### [PROBLEM REQUIREMENTS]
Rewrite every item from the line containing "Where can the thumb" down to the line containing "point(247, 183)", changing "marker" to "pin" and keeping everything else the same.
───── SUPPLIED INFORMATION
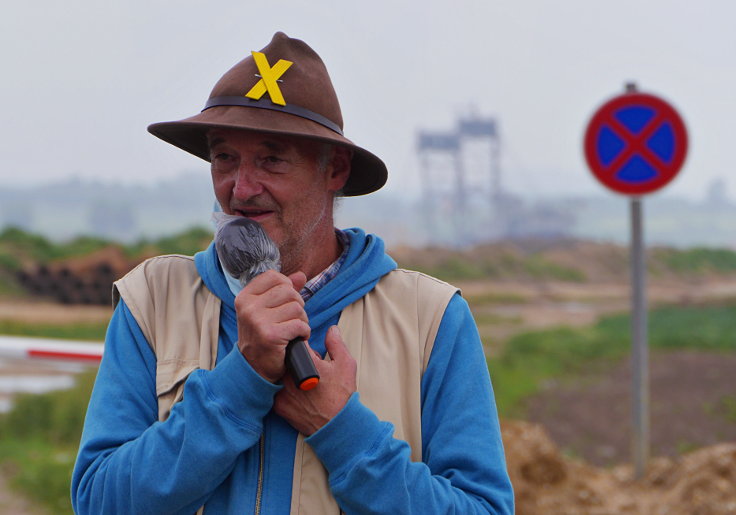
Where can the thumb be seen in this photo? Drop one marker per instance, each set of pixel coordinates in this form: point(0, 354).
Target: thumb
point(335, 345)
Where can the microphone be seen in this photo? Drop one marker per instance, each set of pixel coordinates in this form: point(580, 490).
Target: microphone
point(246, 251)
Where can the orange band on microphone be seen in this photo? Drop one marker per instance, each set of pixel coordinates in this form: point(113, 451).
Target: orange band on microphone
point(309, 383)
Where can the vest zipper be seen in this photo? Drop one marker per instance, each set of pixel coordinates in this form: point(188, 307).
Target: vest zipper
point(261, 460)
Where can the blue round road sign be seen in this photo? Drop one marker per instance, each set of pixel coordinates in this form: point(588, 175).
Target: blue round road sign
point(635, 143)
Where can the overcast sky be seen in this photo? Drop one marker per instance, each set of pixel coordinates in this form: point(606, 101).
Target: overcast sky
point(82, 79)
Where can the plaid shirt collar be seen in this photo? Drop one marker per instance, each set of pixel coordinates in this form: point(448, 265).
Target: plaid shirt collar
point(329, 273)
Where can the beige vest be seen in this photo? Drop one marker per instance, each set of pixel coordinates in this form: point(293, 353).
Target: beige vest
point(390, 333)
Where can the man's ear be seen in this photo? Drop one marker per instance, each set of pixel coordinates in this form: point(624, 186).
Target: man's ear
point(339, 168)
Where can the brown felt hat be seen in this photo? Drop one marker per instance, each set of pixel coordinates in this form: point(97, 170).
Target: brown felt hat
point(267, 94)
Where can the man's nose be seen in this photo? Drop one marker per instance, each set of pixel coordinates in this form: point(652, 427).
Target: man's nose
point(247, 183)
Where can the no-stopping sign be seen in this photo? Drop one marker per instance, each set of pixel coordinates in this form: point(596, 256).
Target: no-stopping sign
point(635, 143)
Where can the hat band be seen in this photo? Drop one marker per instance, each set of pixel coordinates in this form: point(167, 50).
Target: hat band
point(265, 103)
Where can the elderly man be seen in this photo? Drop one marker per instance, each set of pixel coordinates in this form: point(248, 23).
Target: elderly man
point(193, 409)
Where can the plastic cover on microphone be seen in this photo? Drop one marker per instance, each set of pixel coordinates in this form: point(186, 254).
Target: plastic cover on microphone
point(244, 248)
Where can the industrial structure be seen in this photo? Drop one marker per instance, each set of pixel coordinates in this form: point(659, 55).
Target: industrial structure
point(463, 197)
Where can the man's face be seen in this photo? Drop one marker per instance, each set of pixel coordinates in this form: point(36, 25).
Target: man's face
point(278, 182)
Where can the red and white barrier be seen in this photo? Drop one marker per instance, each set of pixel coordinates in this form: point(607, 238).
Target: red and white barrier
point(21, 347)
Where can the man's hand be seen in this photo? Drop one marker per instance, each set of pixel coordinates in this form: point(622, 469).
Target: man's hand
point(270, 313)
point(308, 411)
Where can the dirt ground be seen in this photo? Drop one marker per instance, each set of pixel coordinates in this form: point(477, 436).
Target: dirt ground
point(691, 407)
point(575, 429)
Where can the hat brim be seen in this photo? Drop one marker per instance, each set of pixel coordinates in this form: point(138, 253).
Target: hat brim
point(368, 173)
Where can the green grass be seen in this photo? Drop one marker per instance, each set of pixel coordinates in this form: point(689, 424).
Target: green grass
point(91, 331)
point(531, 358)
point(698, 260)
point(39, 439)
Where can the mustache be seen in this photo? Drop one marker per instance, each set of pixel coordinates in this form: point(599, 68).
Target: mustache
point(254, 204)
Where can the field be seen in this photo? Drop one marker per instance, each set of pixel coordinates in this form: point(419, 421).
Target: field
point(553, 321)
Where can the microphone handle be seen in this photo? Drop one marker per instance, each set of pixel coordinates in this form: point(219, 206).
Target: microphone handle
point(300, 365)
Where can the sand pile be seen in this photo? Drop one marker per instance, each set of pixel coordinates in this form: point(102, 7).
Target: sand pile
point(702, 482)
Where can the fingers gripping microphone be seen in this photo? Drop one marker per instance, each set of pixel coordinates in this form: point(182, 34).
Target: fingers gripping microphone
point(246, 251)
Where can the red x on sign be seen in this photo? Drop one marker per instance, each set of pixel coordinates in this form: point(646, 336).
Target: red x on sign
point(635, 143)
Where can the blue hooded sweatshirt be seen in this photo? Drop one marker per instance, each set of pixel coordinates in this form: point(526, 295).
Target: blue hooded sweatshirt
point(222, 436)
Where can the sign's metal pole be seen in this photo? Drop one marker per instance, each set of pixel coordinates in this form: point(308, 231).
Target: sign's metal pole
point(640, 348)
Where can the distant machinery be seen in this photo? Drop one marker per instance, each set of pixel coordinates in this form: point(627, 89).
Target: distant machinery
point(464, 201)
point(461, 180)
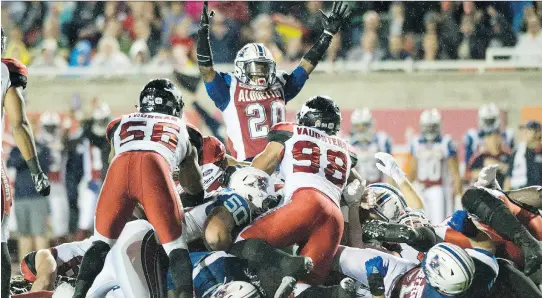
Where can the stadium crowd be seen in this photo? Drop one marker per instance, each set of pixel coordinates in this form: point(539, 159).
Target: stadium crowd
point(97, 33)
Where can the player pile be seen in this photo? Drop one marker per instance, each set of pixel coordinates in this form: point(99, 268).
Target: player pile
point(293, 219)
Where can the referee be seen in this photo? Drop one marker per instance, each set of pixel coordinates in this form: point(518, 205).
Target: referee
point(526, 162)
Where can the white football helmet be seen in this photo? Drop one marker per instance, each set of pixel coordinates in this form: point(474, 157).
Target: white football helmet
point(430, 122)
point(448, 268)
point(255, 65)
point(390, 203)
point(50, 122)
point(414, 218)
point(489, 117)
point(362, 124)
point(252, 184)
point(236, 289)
──────────
───── SUPPLIED INFORMATION
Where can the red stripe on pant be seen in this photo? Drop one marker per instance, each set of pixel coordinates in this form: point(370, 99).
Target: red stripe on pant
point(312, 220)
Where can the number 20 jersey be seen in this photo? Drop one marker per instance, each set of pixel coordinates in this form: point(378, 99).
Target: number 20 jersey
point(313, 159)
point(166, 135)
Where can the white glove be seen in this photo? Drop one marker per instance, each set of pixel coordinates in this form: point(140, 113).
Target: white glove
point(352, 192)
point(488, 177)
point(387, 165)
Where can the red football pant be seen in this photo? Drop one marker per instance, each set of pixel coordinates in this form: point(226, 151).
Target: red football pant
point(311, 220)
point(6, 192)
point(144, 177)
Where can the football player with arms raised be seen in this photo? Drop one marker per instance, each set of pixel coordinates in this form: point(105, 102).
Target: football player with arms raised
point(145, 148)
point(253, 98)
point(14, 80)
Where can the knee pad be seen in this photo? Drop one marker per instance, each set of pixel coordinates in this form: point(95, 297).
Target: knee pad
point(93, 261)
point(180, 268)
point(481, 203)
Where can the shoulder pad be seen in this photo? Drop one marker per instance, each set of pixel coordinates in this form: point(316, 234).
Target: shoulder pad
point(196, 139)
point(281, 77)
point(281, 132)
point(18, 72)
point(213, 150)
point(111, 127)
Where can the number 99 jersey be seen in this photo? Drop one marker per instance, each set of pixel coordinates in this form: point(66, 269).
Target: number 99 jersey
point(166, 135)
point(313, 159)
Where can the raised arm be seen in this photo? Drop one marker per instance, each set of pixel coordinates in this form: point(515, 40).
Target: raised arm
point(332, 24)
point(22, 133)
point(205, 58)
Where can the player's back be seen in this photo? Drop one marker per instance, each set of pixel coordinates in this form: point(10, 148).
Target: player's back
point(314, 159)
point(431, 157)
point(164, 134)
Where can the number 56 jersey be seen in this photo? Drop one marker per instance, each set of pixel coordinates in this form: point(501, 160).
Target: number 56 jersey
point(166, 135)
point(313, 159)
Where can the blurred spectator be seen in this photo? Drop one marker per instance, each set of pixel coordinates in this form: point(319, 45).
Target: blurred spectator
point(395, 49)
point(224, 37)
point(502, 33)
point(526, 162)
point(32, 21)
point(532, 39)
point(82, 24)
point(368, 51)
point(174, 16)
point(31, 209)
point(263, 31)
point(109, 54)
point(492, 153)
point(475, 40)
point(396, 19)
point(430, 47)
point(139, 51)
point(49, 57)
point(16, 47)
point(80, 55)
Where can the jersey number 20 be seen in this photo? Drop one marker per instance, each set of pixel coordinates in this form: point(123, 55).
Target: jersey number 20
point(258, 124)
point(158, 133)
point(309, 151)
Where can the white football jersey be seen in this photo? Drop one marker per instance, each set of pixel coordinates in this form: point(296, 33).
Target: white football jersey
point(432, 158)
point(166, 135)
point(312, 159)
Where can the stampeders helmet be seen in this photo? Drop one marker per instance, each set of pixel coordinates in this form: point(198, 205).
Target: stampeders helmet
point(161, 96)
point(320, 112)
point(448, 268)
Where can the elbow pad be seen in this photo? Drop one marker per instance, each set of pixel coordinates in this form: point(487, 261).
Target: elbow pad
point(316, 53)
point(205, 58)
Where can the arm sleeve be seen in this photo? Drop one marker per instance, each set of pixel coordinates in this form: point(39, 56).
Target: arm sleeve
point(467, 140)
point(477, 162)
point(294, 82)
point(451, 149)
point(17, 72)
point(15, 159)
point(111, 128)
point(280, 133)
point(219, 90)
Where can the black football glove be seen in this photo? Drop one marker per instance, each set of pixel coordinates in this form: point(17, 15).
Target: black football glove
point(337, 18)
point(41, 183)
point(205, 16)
──────────
### [FINAL RESULT]
Where can the thumb be seen in this photo? Drop one pin per instance, each set of pixel coordinates in this form: point(0, 354).
Target: thumb
point(335, 345)
Where can the microphone be seen in this photo? Drop one pin per instance, each set of pixel coordinates in this form: point(580, 490).
Target: microphone
point(246, 251)
Where can the orange band on microphone be seen in this photo? Drop one pin per instance, each set of pixel coordinates in this form: point(113, 451).
Target: orange band on microphone
point(309, 383)
Where can the vest zipper be seen in this photo? Drop one pin per instance, each set of pixel coordinates in this form: point(188, 307).
Target: vest zipper
point(261, 460)
Where can the blue round road sign be seen in this photo? Drop one pin per instance, each set of pixel coordinates in this form: point(588, 175).
Target: blue round road sign
point(635, 143)
Where can the overcast sky be seen in this photo? Drop one pin per instance, each set of pixel coordinates in this form: point(606, 101).
Target: overcast sky
point(82, 79)
Where can the plaid shirt collar be seen in this photo? Drop one pin per instance, each set of pixel coordinates in this form: point(448, 265).
Target: plaid shirt collar
point(329, 273)
Where can the beige vest be seen in this photo? Drop one pin per instance, each set of pixel coordinates in this form: point(293, 353).
Target: beige vest
point(390, 333)
Where can the man's ear be seen in this photo? Drop one pin per instance, each set of pixel coordinates in this form: point(624, 186).
Target: man's ear
point(339, 168)
Where can the brown felt hat be seen in this photo? Drop one pin per instance, each set of pixel coordinates in this form: point(97, 170).
Target: brown felt hat
point(267, 94)
Where can the man's nose be seen in this photo? Drop one pin per instance, each set of pixel coordinates in this form: point(652, 427).
Target: man's nose
point(247, 183)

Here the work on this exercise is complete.